--- Start of Source ---

Using mind control to achieve purpose against the odds

By Tamara Power-DrutisPublished 5 years ago 12 min read
Octavia E. Butler, photo by UC Riverside

Octavia E. Bulter’s writing is known for its strident and tangible female characters, of which there have been historically few in the genre of science fiction.

I’ve looked to her protagonists for guidance since I first picked up Parable of the Sower as a teenager: In the Earthseed series, Lauren taught me the benefit of returning again and again to community; in Dawn, Lilith transformed how I view humankind’s relationship with other living creatures; in Wild Seed, Anyanwu showed me what it looks like to heal together from trauma; in Fledgling, Shori reminded me of the fundamental grounding of family and kin; and in Kindred, Dana found resilience in the face of volatility and injustice.

Despite this wealth of role models, more often than not, I turn to the author herself for advice and inspiration.

In Positive Obsession, an essay in her short story collection Blood Child and Other Stories, Butler wrote that at its best, science fiction stimulates our imagination and creativity. "It gets reader and writer off the beaten track, off the narrow, narrow footpath of what 'everyone' is saying, doing, thinking--whoever 'everyone' happens to be this year." Her writing has done just that for me, and countless others.

In a post-script reflection on this essay though, Butler said, “I have no doubt that all the best and the most interesting parts of me is my fiction.” Here, I have to disagree.

Butler’s writing may have changed how I see and interact with the world, but it was Butler herself who changed me.

My Negative Obsession

The first time I read Positive Obsession, I had been searching for an answer to my own negative obsession. My mind, when presented with open space, had/has a tendency to fill it with worry or self-undermining ridicule (stuff I would never say or think about other people).

There are moments that I’m more susceptible to this negative obsession, such as falling asleep at night, seeing something that reminds me of a past pain, and pretty much any time after (and for years following) public speaking.

My negative obsession spin cycle

When I reflected on this at a retreat a few years back, author Julie Pham described it as “spinning.” And the truth is, my spinning costs me time, sleep, health, and life. I knew I shouldn’t keep reliving the negative, but until reading Positive Obsession, I had no idea how to get off that train.

The Destructive Assumption

If you haven’t read Blood Child (or Butler’s other books), particularly if you’re a writer or a human experiencing modernity, I recommend every page. Positive Obsession is a personal favorite, because in it, Butler gave a glimpse into her journey to becoming a full-time writer, as well as a roadmap for wielding obsession for our own good.

She reflected on the first time she entered a bookstore, after practically living in the library and owning some hand-me-down books. Having saved up five dollars, she entered the bookstore full of “vague fears” and eager to buy a new book that she herself had chosen, and one which she could keep.

--- End of Source ---
--- Start of Given entries ---

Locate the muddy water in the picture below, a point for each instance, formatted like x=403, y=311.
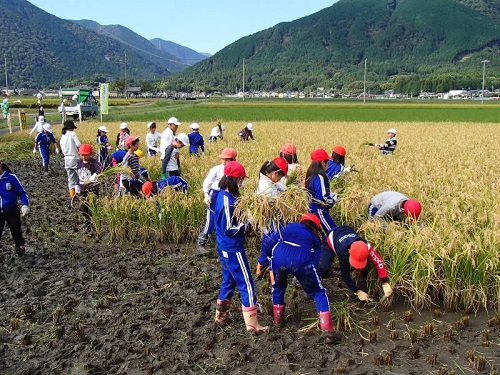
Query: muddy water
x=77, y=304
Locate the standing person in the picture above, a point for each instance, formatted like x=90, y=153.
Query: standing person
x=247, y=133
x=390, y=144
x=217, y=132
x=122, y=136
x=295, y=250
x=392, y=205
x=11, y=191
x=319, y=188
x=132, y=181
x=87, y=169
x=167, y=137
x=104, y=145
x=152, y=140
x=171, y=165
x=43, y=141
x=196, y=141
x=69, y=147
x=210, y=189
x=271, y=173
x=336, y=165
x=231, y=249
x=353, y=250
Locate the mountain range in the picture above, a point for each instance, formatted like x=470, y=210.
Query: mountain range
x=409, y=45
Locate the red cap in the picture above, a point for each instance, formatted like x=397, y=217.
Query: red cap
x=130, y=140
x=234, y=169
x=85, y=149
x=289, y=149
x=228, y=153
x=319, y=155
x=358, y=254
x=311, y=217
x=282, y=164
x=146, y=188
x=412, y=208
x=339, y=150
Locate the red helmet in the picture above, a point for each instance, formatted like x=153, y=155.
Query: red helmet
x=311, y=217
x=319, y=155
x=339, y=150
x=358, y=254
x=282, y=164
x=85, y=149
x=235, y=169
x=412, y=208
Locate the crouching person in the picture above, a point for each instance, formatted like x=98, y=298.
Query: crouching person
x=295, y=251
x=87, y=170
x=353, y=251
x=231, y=249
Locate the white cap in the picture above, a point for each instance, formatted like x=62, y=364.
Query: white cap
x=182, y=137
x=174, y=120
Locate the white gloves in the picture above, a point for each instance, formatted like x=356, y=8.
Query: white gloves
x=387, y=289
x=207, y=199
x=362, y=295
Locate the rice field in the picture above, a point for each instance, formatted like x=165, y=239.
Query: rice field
x=452, y=255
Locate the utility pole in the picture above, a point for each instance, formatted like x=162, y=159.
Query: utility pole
x=364, y=85
x=484, y=70
x=243, y=79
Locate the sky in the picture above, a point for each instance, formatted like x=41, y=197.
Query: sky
x=202, y=25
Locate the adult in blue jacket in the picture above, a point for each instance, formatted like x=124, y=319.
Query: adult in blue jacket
x=11, y=191
x=196, y=141
x=231, y=249
x=43, y=140
x=318, y=186
x=296, y=250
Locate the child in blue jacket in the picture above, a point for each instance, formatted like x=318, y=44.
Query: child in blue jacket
x=10, y=191
x=43, y=141
x=318, y=186
x=295, y=250
x=231, y=249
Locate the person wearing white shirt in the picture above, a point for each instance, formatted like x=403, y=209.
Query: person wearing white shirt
x=69, y=146
x=167, y=137
x=152, y=140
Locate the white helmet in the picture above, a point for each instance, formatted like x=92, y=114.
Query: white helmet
x=182, y=137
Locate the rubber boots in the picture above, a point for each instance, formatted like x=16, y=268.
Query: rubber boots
x=326, y=325
x=202, y=241
x=279, y=315
x=221, y=311
x=252, y=320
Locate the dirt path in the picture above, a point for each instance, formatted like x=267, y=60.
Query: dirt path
x=77, y=304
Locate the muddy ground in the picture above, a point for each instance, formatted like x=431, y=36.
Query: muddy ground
x=78, y=304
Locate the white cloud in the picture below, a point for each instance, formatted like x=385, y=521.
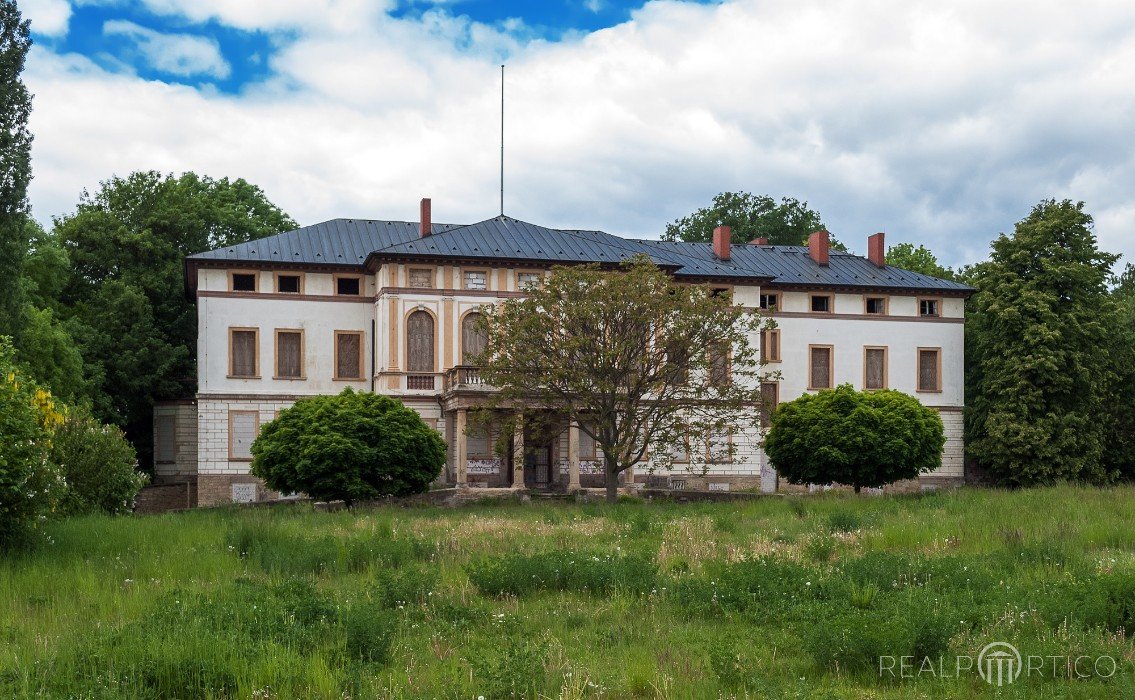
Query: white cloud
x=182, y=55
x=939, y=125
x=48, y=17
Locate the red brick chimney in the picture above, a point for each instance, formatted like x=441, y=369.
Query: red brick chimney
x=722, y=236
x=817, y=247
x=427, y=225
x=876, y=252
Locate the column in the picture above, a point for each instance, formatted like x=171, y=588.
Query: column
x=573, y=457
x=518, y=453
x=461, y=455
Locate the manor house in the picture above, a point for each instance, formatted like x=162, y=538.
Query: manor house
x=391, y=306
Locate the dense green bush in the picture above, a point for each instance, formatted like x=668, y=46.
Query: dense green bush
x=351, y=447
x=856, y=438
x=98, y=464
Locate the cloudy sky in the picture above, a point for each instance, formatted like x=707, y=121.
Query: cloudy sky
x=940, y=123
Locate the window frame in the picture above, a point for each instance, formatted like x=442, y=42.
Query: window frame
x=276, y=353
x=362, y=352
x=337, y=277
x=255, y=281
x=831, y=368
x=232, y=413
x=887, y=367
x=938, y=371
x=255, y=352
x=887, y=304
x=938, y=302
x=276, y=281
x=831, y=303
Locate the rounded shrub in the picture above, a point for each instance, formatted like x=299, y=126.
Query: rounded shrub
x=856, y=438
x=350, y=447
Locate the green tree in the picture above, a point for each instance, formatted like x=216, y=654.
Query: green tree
x=639, y=361
x=855, y=438
x=1040, y=362
x=751, y=216
x=125, y=293
x=351, y=447
x=15, y=163
x=917, y=260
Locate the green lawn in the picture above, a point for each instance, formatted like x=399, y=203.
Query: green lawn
x=772, y=598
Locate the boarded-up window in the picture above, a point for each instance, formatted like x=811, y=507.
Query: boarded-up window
x=347, y=355
x=476, y=280
x=289, y=354
x=243, y=348
x=473, y=338
x=421, y=278
x=165, y=432
x=820, y=372
x=420, y=342
x=242, y=430
x=770, y=345
x=770, y=396
x=874, y=368
x=928, y=373
x=477, y=443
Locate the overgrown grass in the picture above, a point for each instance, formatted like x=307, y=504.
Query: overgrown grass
x=774, y=598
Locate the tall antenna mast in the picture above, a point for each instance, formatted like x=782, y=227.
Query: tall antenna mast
x=502, y=140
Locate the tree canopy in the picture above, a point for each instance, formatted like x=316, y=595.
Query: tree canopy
x=751, y=216
x=638, y=361
x=1041, y=342
x=855, y=438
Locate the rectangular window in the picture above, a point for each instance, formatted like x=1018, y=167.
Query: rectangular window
x=288, y=354
x=930, y=369
x=165, y=430
x=476, y=280
x=243, y=281
x=349, y=286
x=347, y=354
x=770, y=397
x=874, y=368
x=288, y=284
x=770, y=345
x=243, y=352
x=243, y=427
x=820, y=367
x=421, y=278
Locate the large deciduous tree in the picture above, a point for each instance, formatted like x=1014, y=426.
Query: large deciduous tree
x=1041, y=352
x=15, y=165
x=637, y=360
x=124, y=296
x=750, y=216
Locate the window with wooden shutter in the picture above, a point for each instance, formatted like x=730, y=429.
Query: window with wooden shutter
x=243, y=351
x=288, y=354
x=770, y=397
x=473, y=338
x=243, y=427
x=420, y=342
x=930, y=369
x=874, y=371
x=820, y=367
x=347, y=354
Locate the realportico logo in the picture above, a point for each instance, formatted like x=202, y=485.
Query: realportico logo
x=999, y=664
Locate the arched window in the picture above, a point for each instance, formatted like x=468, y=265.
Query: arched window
x=420, y=342
x=473, y=338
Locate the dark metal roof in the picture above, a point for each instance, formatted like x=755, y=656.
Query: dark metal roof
x=353, y=242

--- End of Given entries ---

◆ **Tasks to complete**
• A. In the essay about Octavia E. Butler, who described the author's negative obsession as "spinning"?
• B. Render this sentence from the essay about Octavia E. Butler in Spanish: "Butler’s writing may have changed how I see and interact with the world, but it was Butler herself who changed me."
• C. Write the next part of the essay about Octavia E. Butler, picking up right after its final sentence.

◆ **The responses**
• A. Author Julie Pham.

• B. Puede que la escritura de Butler haya cambiado cómo veo el mundo e interactúo con él, pero fue la propia Butler quien me cambió a mí.

• C.
“Can kids come in here?” I asked the woman at the cash register once I was inside. I meant could Black kids come in. My mother, born in rural Louisiana and raised amid strict racial segregation, had warned me that I might not be welcome everywhere, even in California.

The cashier glanced at me. “Of course you can come in,” she said. Then as though it were an afterthought, she smiled. I relaxed.

For Butler, as was the case with her protagonists, the world presented longshot odds and structural injustice. Thankfully, she was too positively obsessed to let reality derail her. Many of her characters also shared her steadfast trait, shown in this excerpt of dialogue between Butler and her aunt.

“I want to be a writer when I grow up,” I said.

“Do you?” my aunt asked. “Well, that’s nice, but you’ll have to get a job, too.”

“Writing will be my job,” I said.

“You can write any time. It’s a nice hobby. But you’ll have to earn a living.”

“As a writer.”

“Don’t be silly.”

“I mean it.”

“Honey… Negroes can’t be writers.”

“Why not?”

“They just can’t.”

“Yes, they can, too!”

I was most adamant when I didn’t know what I was talking about. In all my thirteen years, I had never read a printed word that I knew to have been written by a Black person. My aunt was a grown woman. She knew more than I did. What if she were right?

I’m grateful to have grown up in a world where writers like Octavia Butler, Anne McCaffrey, and Sheri Tepper were available in my library and on our family bookshelf; they make it easier to think of myself as someone who can be a writer. They make it easier for women to be writers.

Thanks to them, I don’t have to struggle against a genre or industry that doesn’t want me. I have only to struggle against myself, and the doubts that take root when I allow myself to spin.

Butler didn’t have that luxury though. There was no proof that Octavia’s obsession could pay off, and plenty of reasons to believe it would not.

Why aren’t there more Science Fiction Black writers? There aren’t because there aren’t. What we don’t see, we assume can’t be. What a destructive assumption.

In addition to the societal norms vying to steer her away from writing, Butler’s own internal “spinning” had things to say about herself:

I believed I was ugly and stupid, clumsy, and socially hopeless. I also thought that everyone would notice these faults if I drew attention to myself. I wanted to disappear. Instead, I grew to be six feet tall.

Doubts, Octavia tells us, show themselves in all sorts of ways. She exemplified though that doubts can be transformed. Doubt may be chiseled into a powerful and positive obsession.

Finding the Target

In introductory remarks that she gave at MIT for a discussion on science fiction and modern culture, Butler reflected on the moment she realized she wanted to be a science fiction writer: while watching a terrible movie called, “Devil Girl from Mars.” In the film, the men of Mars have died off and a female Martian comes to earth to bring more men back for the remaining Martians.

As young Octavia watched, she had a number of revelations:

The first was that "Geez, I can write a better story than that."

And then I thought, "Gee, anybody can write a better story than that."

And my third thought was the clincher: "Somebody got paid for writing that awful story."

So I was off and writing, and a year later I was busy submitting terrible pieces of fiction to innocent magazines.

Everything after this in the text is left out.